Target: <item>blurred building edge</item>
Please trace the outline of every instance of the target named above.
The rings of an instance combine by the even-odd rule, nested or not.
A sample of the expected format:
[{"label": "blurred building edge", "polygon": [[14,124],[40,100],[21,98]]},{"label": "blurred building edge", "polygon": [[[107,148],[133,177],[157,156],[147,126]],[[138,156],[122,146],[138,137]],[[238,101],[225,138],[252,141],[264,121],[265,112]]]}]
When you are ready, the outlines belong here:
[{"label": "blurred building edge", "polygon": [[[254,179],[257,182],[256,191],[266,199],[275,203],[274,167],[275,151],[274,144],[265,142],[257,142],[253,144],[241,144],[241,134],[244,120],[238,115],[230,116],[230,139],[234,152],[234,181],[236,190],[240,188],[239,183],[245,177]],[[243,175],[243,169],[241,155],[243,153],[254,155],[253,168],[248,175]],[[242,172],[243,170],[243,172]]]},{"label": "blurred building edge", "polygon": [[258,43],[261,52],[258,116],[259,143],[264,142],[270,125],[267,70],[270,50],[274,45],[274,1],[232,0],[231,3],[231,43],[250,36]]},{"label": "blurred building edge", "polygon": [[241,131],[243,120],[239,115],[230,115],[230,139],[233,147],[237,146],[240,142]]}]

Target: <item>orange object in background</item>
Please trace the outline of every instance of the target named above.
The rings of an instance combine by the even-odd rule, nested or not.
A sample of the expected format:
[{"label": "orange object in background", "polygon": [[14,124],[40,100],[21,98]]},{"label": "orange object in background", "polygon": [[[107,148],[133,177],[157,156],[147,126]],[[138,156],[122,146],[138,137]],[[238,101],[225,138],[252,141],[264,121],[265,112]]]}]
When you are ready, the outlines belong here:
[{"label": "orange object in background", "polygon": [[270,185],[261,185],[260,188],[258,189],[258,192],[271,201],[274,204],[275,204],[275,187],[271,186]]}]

★ ★ ★ ★ ★ ★ ★

▶ _Task goal_:
Rewrite all of the data above as a JSON array of strings, with one string for each line and blank lines omitted.

▶ _The answer_:
[
  "Target: <item>blurred building edge</item>",
  "Please trace the outline of every instance of the target named above.",
  "The rings of an instance combine by the even-odd rule, nested or not.",
  "A sample of the expected format:",
  "[{\"label\": \"blurred building edge\", \"polygon\": [[14,124],[40,100],[21,98]]},{\"label\": \"blurred building edge\", \"polygon\": [[[107,148],[133,177],[157,156],[147,126]],[[138,156],[122,146],[138,137]],[[238,101],[225,138],[252,141],[264,121],[265,112]]]}]",
  "When you are ready, the outlines belong here:",
  "[{\"label\": \"blurred building edge\", \"polygon\": [[[254,179],[257,182],[256,191],[266,199],[275,203],[274,167],[275,151],[274,144],[265,142],[257,142],[253,144],[241,144],[241,134],[244,120],[238,115],[230,116],[230,139],[234,152],[234,181],[236,190],[240,188],[239,183],[245,177]],[[243,175],[243,169],[241,155],[243,153],[254,155],[253,168],[248,175]],[[242,172],[243,170],[243,172]]]},{\"label\": \"blurred building edge\", \"polygon\": [[258,43],[261,52],[258,116],[259,143],[264,142],[270,125],[267,70],[270,50],[274,45],[274,1],[232,0],[231,3],[231,43],[250,36]]},{\"label\": \"blurred building edge\", \"polygon\": [[241,131],[243,120],[239,115],[230,115],[230,139],[233,147],[237,146],[240,142]]}]",
  "Target: <item>orange object in background</item>",
  "Please trace the outline of every instance of the target named above.",
  "The rings of an instance combine by the even-odd rule, nested or not.",
  "A sample of the expected format:",
  "[{\"label\": \"orange object in background\", \"polygon\": [[14,124],[40,100],[21,98]]},{\"label\": \"orange object in background\", \"polygon\": [[[107,148],[133,177],[157,156],[147,126]],[[138,156],[122,146],[138,137]],[[238,101],[225,138],[252,141],[264,121],[265,112]]]}]",
  "When you are ready, the outlines belong here:",
  "[{\"label\": \"orange object in background\", \"polygon\": [[270,185],[261,185],[260,188],[258,189],[258,192],[271,201],[274,204],[275,204],[275,187],[271,186]]}]"
]